- [Document section]
VY protesters stage 24-hour vigil
By ANDY ROSEN, Reformer Staff

Tuesday, March 28
BRATTLEBORO — They started to show up around noon, and by 1 p.m., a small group of people opposed to nuclear energy in the region had gathered outside of the Entergy Vermont Yankee headquarters.

Don’t call them protesters, though, because this was not a protest, said participants, some of whom held posters and signs. It was a free speech demonstration, they said.
Sunny Miller of Deerfield, Mass., said she initiated the gathering as a forum to discuss the threat of a nuclear accident. She expected to stay outside of the plant for 24 hours, until noon today.

Brattleboro Police came by the area after 3 p.m., but the demonstrators said they were ultimately allowed to stay, so long as they did not disrupt traffic.

According to Miller, the demonstration differed from a typical protest in that not designed to promote a particular point of view. Instead, it was an attempt to promote dialogue about the issues surrounding nuclear power.

“I believe that the most important thing we have to do is talk about this problem so we can solve it together,” she said.

- [What you should do] Write the next several paragraphs of the news article about the 24-hour vigil outside the Entergy Vermont Yankee headquarters, beginning right after Sunny Miller's quote about talking through the problem together.

- [Listed entries]
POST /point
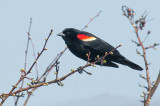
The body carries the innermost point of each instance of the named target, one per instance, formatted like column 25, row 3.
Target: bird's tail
column 128, row 63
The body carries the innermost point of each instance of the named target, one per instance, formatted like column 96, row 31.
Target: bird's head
column 69, row 34
column 75, row 35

- [Reply]
The demonstration was staged just outside of the headquarters, on a grassy area by the side of Old Ferry Road. Miller said she believed that area was a public right of way and the group was free to gather there.

Though Miller acknowledged that such a demonstration could be held anywhere, she thought this was a fitting location, because it might encourage people, including employees and executives, to stop and talk.

Protesters have been gathering monthly at Entergy’s headquarters since last fall. Most demonstrations have ended in arrests, but so far the state has dropped all charges against protesters.

She said she expected most people who showed up to be opponents of nuclear power, but she was hoping for some who support it to show up.

“I’d certainly welcome the dialogue,” said fellow demonstrator Bob McCormick of Leverett, Mass.

Miller said she wanted to talk to Entergy spokesman Rob Williams, and give him the opportunity to put her mind at ease. “If I’m wrong about this history of problems,” Miller said, “I’d like to know about it.”

Later in the day, she said she was not able to make contact with Williams, and hadn’t spoken with him.

Williams said he would not comment about whether or not he’d speak with protesters.

Those who attended said they’d like to see an independent safety assessment of Vermont Yankee, which might bring up previously unknown issues.

They also opposed the ongoing 20 percent uprate at the plant, saying it is dangerous and its effects are unknown.

If demonstrators are successful in lasting 24 hours, they’ll be at the headquarters when a group of protesters arrive after a planned march from downtown Brattleboro tomorrow.

That march will be set up to commemorate the 27th anniversary of a nuclear accident at Three Mile Island in Pennsylvania.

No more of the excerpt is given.